What is being asked:
Report each line of the records below that contains the string "results", matching case exactly.

Supplied entries:
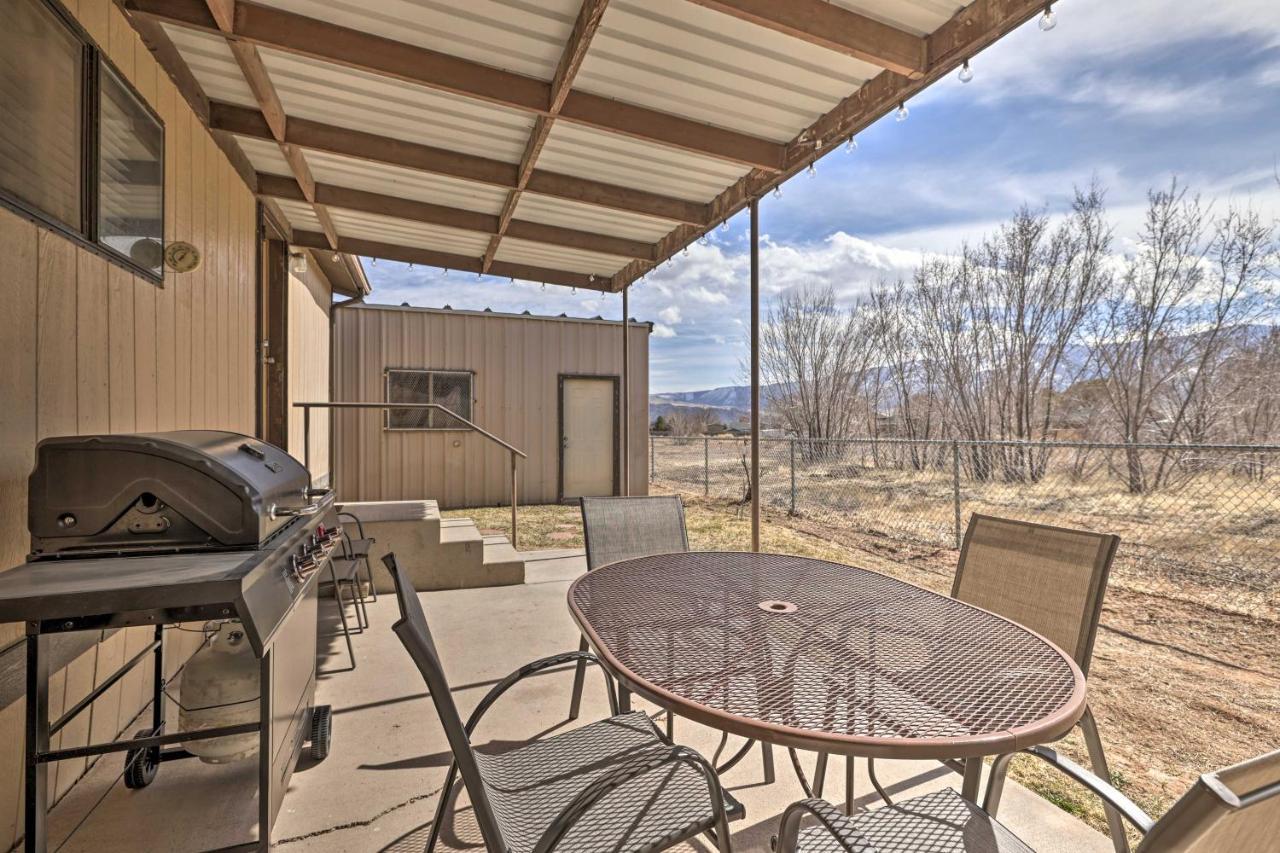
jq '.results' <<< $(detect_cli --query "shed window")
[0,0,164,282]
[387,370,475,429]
---
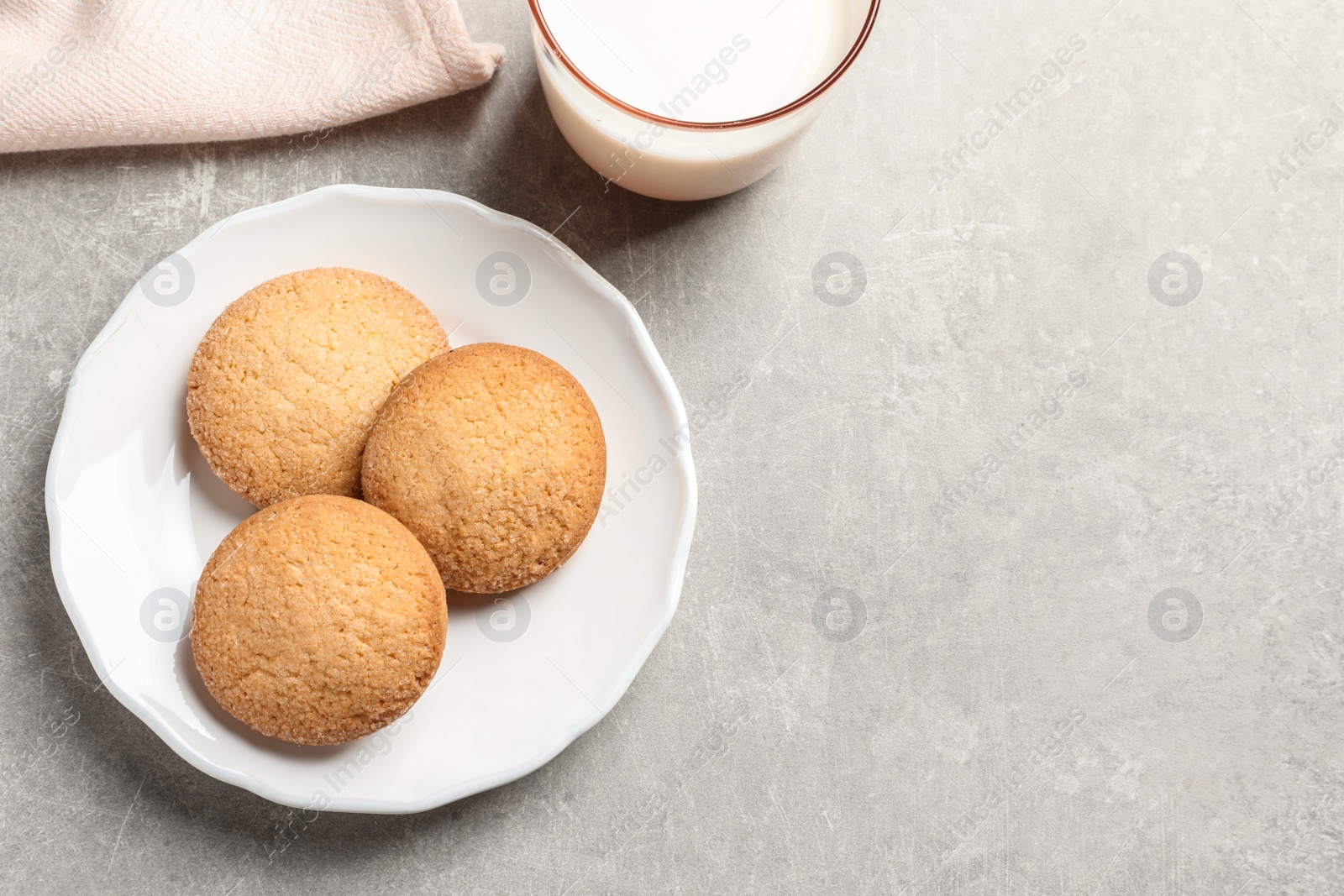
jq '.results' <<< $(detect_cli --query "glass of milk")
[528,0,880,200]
---
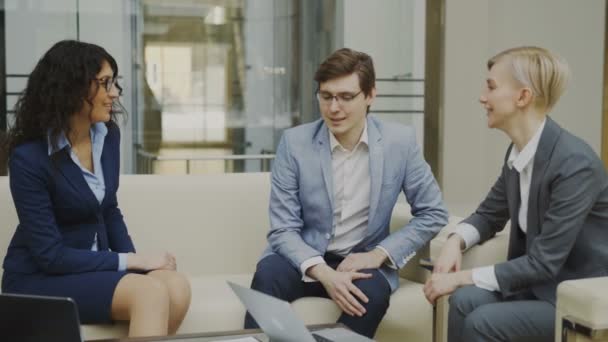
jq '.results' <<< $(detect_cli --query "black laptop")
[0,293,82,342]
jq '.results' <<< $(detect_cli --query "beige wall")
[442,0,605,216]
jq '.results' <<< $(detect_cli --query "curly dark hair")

Solved problem:
jq '.results' <<< $(detect_cli --query "shed window")
jq '.results' <<< $(detect_cli --query "glass of milk")
jq '.results' <<< $(detect_cli --query "black laptop")
jq '.results' <<< $(detect_cli --query "beige wall")
jq '.results' <<< $(detect_cli --query "curly dark hair")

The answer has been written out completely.